Pick up the report on the Enlit Africa opening session and South Africa's energy transition directly after its final sentence and write the next part.

Text excerpt >>
════════════════

During this morning’s opening session of Enlit Africa, taking place online from 8–10 June, the ministerial address was delivered on behalf of the minister by Advocate Thabo Mokoena, the DG of the Department of Mineral Resources and Energy.

He said South Africa “fully appreciates the risk of climate change for current and future generations and the need for a transition to a low carbon economy”. Mitigating climate change and a just energy transition are also important themes of the conference.

Minister Mantashe said while the “National Development Plan needs South Africa to transition to a lower carbon-intensive economy, we recognise the challenges proposed by climate change, given our country ‘s developmental needs, and that coal power generation currently represents around 74% as part of our generation mix”. The rest of the country’s energy is provided by 7% hydro, 4% wind, 3% solar PV, 1% solar CSP, 7% oil and 3% nuclear.

He said it was “critical for the country to fully understand the trade-off between the new investments needed in power generation and the reduction in coal mines’ production, as well as the eventual closure of some stations around 2040, as driven by different levels of emission targets.”

Minister Mantashe also stated that the country was making steady progress on its hydrogen society roadmap, “meant to set out a vision for an inclusive hydrogen society in South Africa, so that an enabling compact between industry, labour, community and government can be developed.”

According to the minister, “the evolution of a just energy transition in South Africa will require a balanced, integrated, enhanced and innovative international collaboration at both technical and financial levels”.

He invited the Enlit Africa attendees to “work with us, collaborate and partner and also, assist the process towards a balanced and fair outcome for all South Africans.”

IEA’s Net Zero Roadmap

This morning’s opening session also featured a visionary discussion about whether Africa’s energy transition has to follow the same trajectory as the rest of the world.

Recently the International Energy Agency (IEA) published its World Roadmap to Net Zero by 2050, describing the transition needed from governments, companies, investors, and citizens, to fully decarbonise the energy sector and put emissions on a path to limit global warming of 1.5 degrees.

════════════════

Record extracts >>
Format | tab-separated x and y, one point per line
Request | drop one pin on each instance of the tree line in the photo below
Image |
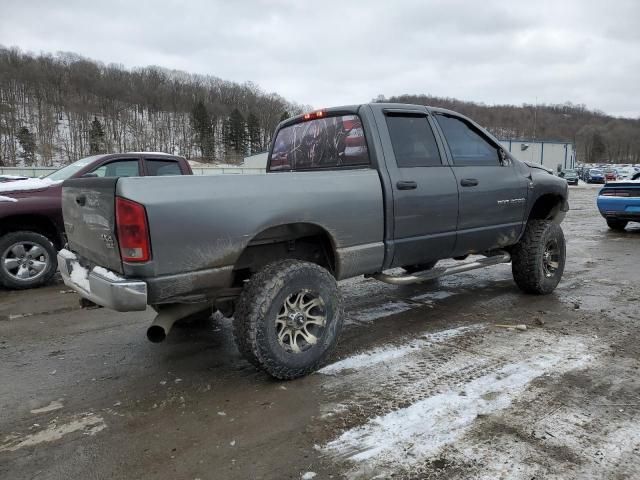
57	108
599	138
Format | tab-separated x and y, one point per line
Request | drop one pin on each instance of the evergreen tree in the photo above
237	134
253	130
96	138
226	137
203	130
28	144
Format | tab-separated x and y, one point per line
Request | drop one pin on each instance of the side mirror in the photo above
504	159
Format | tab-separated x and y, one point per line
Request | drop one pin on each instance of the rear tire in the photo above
288	318
27	260
617	225
537	261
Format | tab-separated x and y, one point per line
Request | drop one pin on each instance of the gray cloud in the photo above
333	52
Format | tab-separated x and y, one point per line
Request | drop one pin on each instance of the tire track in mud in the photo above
397	407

════════════════

Result of this exercise >>
“I advise everyone to read this report,” said panellist Max Jarrett, the IEA’s Africa programme manager. “It’s not just the 400 milestones related to fossil fuel investments that are necessary, but the whole package needs to be looked at.

Of course, African countries are going to have to chart these pathways differently towards meeting these commitments, but at the same time, the IEA has presented a global context of what we collectively are going to need to do.”

Solar Africa’s answer to decarbonise

“If we look at decarbonisation in particular, COVID-19 and the developments over the last 15 months have shown that the world can do this,” was the opinion of fellow panellist Sabine Dall’Omo, CEO of Siemens in South Africa.

“We have seen much less emissions of industrial applications and the output in 2020 was significantly lower. But what is important when it comes to decarbonisation is that if we don’t do anything about it, it would mean a significant impact on the global economy.”

According to Dall’Omo, developing countries will be hardest hit and alternatives are needed to offset the increase in carbon emissions in Africa. “We believe that particularly solar energy, which is relatively fast, deployable, has a good efficiency on the continent, and could really be a game changer for Africa, because it’s also sizable from a contractual point of use and you don’t have massive capital layouts.”

Smart storage solutions can also make a significant difference to the outlook on the African continent in this regard, according to the Siemens executive.